What you have to do
Rewrite the stretch of rows from the line containing "Place one keypoint per instance of the white jersey" through the end of the rows, changing "Match this form" to "Follow this format" and leaving everything else the same.

Dataset excerpts
------------

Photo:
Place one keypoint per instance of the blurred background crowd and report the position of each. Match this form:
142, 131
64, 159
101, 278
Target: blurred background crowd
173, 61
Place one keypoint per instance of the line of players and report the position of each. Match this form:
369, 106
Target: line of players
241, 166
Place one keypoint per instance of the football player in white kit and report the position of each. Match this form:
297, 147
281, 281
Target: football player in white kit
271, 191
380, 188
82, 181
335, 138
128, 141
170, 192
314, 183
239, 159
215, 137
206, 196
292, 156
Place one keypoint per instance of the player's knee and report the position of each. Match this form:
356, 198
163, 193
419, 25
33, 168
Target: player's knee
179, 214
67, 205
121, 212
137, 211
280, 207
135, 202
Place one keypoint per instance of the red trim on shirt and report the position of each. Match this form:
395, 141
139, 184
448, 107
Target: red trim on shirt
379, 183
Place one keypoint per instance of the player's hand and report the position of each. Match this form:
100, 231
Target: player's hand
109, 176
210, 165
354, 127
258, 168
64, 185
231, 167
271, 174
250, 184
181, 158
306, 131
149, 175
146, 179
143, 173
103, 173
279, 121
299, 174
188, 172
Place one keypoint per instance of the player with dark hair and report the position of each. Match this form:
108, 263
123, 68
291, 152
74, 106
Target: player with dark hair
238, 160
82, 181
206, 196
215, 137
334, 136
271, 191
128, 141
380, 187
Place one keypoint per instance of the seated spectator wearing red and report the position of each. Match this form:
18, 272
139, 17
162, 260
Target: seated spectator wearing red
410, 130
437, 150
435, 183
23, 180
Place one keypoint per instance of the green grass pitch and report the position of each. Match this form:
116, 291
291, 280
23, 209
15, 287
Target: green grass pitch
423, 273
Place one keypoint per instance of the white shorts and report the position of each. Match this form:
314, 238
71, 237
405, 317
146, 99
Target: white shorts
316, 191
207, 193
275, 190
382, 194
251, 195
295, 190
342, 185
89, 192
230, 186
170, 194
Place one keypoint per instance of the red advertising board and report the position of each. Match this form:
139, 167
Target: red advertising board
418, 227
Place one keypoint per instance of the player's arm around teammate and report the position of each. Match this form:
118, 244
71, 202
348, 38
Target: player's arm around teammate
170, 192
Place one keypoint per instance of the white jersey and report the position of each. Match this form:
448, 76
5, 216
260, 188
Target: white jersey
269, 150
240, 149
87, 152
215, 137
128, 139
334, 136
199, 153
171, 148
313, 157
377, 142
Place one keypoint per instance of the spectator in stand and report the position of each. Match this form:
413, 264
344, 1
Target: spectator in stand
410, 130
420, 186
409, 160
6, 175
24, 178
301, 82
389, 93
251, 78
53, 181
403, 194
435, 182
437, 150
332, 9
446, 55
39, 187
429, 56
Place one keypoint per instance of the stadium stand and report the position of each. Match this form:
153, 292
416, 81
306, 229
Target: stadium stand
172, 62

------------

Response for this exercise
Place one keypoint per instance of the white jersey and report the position of each. Follow this format:
448, 76
5, 216
260, 188
Target: white jersey
269, 150
240, 149
87, 152
215, 137
128, 139
334, 136
199, 153
171, 148
313, 157
377, 142
Place one keypoint per instance of the spectator in stand and report the position of each. Follow this format:
413, 264
344, 1
Target: spectator in stand
410, 130
420, 186
409, 160
6, 175
24, 178
301, 82
389, 93
251, 78
53, 181
403, 194
435, 182
437, 150
332, 9
446, 55
39, 187
429, 56
Place one keypoint per instance of the stadium stand and report the position of each. Follow this format:
153, 292
416, 81
306, 229
Target: stadium stand
172, 62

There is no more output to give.